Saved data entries
____________________

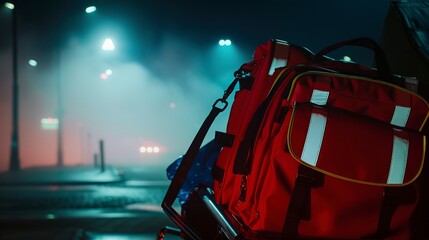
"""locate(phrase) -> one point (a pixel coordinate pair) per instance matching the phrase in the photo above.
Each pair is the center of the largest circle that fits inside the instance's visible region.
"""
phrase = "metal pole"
(102, 155)
(60, 112)
(14, 147)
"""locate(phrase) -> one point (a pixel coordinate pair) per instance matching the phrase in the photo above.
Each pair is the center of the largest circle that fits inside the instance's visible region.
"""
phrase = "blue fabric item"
(200, 172)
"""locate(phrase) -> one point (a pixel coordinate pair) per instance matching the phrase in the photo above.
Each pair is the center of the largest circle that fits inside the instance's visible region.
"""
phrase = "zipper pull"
(243, 187)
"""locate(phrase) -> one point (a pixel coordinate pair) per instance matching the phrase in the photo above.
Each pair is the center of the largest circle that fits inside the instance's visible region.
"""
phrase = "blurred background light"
(32, 62)
(9, 5)
(347, 59)
(225, 42)
(108, 45)
(90, 9)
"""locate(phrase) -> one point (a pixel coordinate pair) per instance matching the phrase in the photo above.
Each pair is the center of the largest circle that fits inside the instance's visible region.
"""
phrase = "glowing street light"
(32, 62)
(90, 9)
(225, 42)
(108, 45)
(9, 5)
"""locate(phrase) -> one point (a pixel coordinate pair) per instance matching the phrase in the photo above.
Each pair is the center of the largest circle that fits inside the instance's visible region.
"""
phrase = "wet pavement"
(83, 202)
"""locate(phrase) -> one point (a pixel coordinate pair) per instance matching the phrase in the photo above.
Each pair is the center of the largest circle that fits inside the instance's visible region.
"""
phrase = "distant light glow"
(172, 105)
(108, 45)
(9, 5)
(90, 9)
(149, 149)
(104, 76)
(49, 123)
(225, 42)
(347, 59)
(32, 62)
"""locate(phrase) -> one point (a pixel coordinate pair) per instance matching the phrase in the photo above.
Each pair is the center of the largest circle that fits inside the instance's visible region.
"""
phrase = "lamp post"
(14, 146)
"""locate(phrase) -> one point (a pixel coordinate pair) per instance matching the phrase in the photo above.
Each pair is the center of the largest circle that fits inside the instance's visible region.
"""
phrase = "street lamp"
(14, 146)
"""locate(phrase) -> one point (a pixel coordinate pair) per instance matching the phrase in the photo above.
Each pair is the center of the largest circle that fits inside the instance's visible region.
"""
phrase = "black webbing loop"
(189, 158)
(392, 199)
(300, 202)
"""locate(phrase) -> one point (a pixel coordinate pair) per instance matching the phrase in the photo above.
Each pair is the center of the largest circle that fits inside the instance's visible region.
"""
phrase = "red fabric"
(356, 151)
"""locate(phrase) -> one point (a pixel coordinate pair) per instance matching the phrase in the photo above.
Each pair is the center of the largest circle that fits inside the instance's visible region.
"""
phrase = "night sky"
(167, 67)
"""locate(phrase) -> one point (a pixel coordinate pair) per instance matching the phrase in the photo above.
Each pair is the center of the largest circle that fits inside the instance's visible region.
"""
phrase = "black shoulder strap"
(190, 156)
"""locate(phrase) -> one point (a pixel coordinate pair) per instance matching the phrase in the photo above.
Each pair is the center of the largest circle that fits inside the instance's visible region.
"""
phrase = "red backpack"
(315, 148)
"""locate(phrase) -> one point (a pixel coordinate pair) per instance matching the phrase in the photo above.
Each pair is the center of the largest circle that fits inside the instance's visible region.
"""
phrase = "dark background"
(167, 67)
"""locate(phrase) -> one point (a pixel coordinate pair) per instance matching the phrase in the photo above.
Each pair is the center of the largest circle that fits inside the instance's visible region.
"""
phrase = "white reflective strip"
(400, 116)
(276, 63)
(319, 97)
(398, 163)
(314, 139)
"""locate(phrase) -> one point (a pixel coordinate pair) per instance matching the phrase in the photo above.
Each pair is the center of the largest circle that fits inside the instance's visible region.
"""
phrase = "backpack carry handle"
(382, 65)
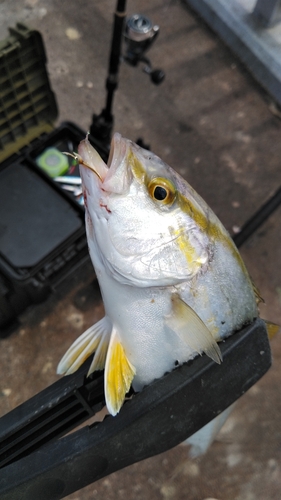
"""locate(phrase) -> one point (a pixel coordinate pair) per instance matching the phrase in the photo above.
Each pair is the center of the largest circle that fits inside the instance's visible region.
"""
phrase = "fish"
(172, 281)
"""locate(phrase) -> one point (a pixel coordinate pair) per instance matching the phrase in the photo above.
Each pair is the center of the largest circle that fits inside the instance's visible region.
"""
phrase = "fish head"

____________________

> **Brief**:
Write out the records above once more, word for word, with no pictures.

> **Solution to the problem**:
"""locate(phrase) -> one point (a pixel coordinate pair) per instance matching the phrase in the photo above.
Each pair is the center of the largest circle that fits inside the instance's visible region.
"""
phrase = "metal pole"
(102, 155)
(60, 112)
(14, 147)
"""locate(phrase) -> one point (a pixel coordinate pair) per instance matching the phrase in the photo above.
Each pair is the center of the largest circle that fits inside the instance's visible region.
"""
phrase = "blue fabric item"
(200, 172)
"""locate(phrase) -> one point (a pixel coordinate pair) per instance matching the phrase in the photo above.
Each pair is the center of the largest circle that fits inside the instance's visible region.
"""
phrase = "zipper pull"
(243, 187)
"""locate(phrase) -> one point (a pixel coordinate pair) per instance matching the phrase in the photo above.
Each pair is the center of the largest circle that fits inside the instance's visible region.
"""
phrase = "blurred background light"
(32, 62)
(9, 5)
(347, 59)
(225, 42)
(108, 45)
(90, 9)
"""locate(phrase) -> one point (a pixel coordinate pair) per instance matching the phrase in the photo above.
Each pair is the center of the largest circle that fits inside the instance's visible region.
"""
phrase = "glowing street light"
(32, 62)
(90, 9)
(225, 42)
(108, 45)
(9, 5)
"""locate(phrase) -> one point (a pixel coordinate pair) per instance matching the phrase in the photo above.
Each pair is the center of the largest circle that fits inside the instance's visible region.
"""
phrase = "wet pavement"
(83, 202)
"""locate(phrase) -> one point (a pixel coordinate pair) per instance matching the phrase in the photo above.
Each pair is the center of the largest circle that fits inside the instance's visible region.
"""
phrase = "distant light glow"
(172, 105)
(108, 45)
(9, 5)
(90, 9)
(149, 149)
(104, 76)
(49, 123)
(225, 42)
(347, 59)
(32, 62)
"""locate(phrase) -> one point (a pixel coordinate pair) per instance matching the phrase in the photo above.
Each pair is the center of the largest circle that fits inside the instance's visible region.
"""
phrase = "lamp post"
(14, 146)
"""locate(phrase) -> one point (a pixel coordinate pair) per instance matching the phrase in the photo above.
Each pair is the center of the largest circle that fits inside the instance's visible region.
"""
phrase = "street lamp"
(14, 146)
"""locate(phrase) -> one point (a pixel coordinate pair) per instance matching the phrase in the photo above.
Each pair is the center of the largest circle that fits inside the instance's visible region.
"""
phrase = "black webbing loop"
(189, 158)
(392, 199)
(300, 202)
"""locate(phrase) -> one point (a pixel coordinate pair) per instance matching the phrase in the photo above.
Each pair is the center of the largest circle that fits inside the instance's visible region.
"""
phrase = "red fabric"
(356, 151)
"""locate(phrase) -> one point (a pixel coordinate pair) per instance matching the phrase in the photo above.
Each pair is the center of the largest circle that fits inside the instance's visible region.
"""
phrase = "night sky"
(167, 67)
"""locate(phrase) -> one point (a pixel coordinate pair) per instance matching the phrase in the photo above.
Each pair is the center of the largest circle that fits inside the instance's visible region.
"""
phrase = "black shoulder strap"
(190, 156)
"""locate(phrase) -> one point (a pixel coordinate pair) per instance matching the phrase in the photo above.
Each pair is the center of the largest circle that fits inside the instance's visible region.
"""
phrase = "red backpack"
(315, 148)
"""locate(phrase) -> one point (a pixel coordinate pair) per instance matching the phrase in the photo above.
Each pair is the center of the largest circle that fits inside the instance's visible region.
"""
phrase = "dark background"
(167, 67)
"""locate(phrase) -> one point (a pixel coordinate pair) per instance matching the phrase in the photo above.
Each pair is the center of the largest circle that fits inside the instance's visible region.
"""
phrase = "white reflective strip"
(400, 116)
(276, 63)
(319, 97)
(398, 163)
(314, 139)
"""locate(phrase) -> one point (a pixel coordinate pair) per instance matching the phrase in the photo above.
Each pair is the center of the largest circle that fits inside the instance's visible region.
"""
phrase = "backpack carry handle"
(382, 65)
"""locate(phrase) -> one point (a pixel coordinate pair) per instance matching the phrase in the photo above.
Each pair is the center of the largest circle that fits inside the instance's visible region.
"""
phrase = "fish"
(172, 281)
"""locate(phrase) -> one point (a pixel coordinate pair) per instance matching the phrase in the photo above.
Each pair is the center of the largest circle that fits inside the instance's visible region.
"""
phrase = "fish head"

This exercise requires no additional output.